╔══

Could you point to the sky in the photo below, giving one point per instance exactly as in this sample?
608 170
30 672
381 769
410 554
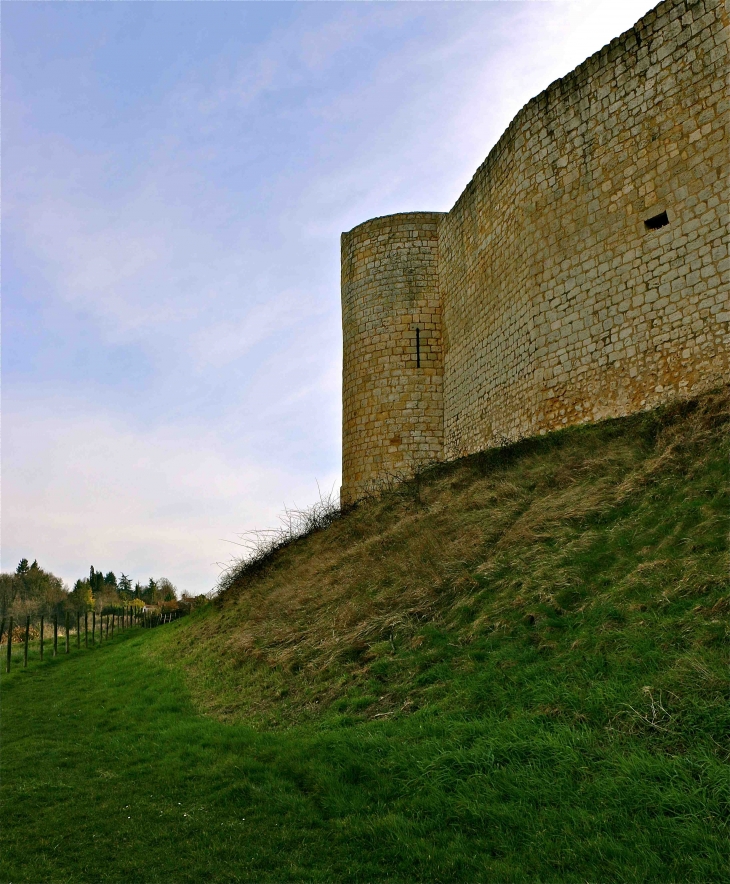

╚══

# WHAT THE TASK ASKS:
With the pictures removed, print the entries above exactly.

# TASK RESULT:
Could you point to the sky in the photo below, giving one point per instance exactly as in this sample?
608 170
30 672
381 769
410 554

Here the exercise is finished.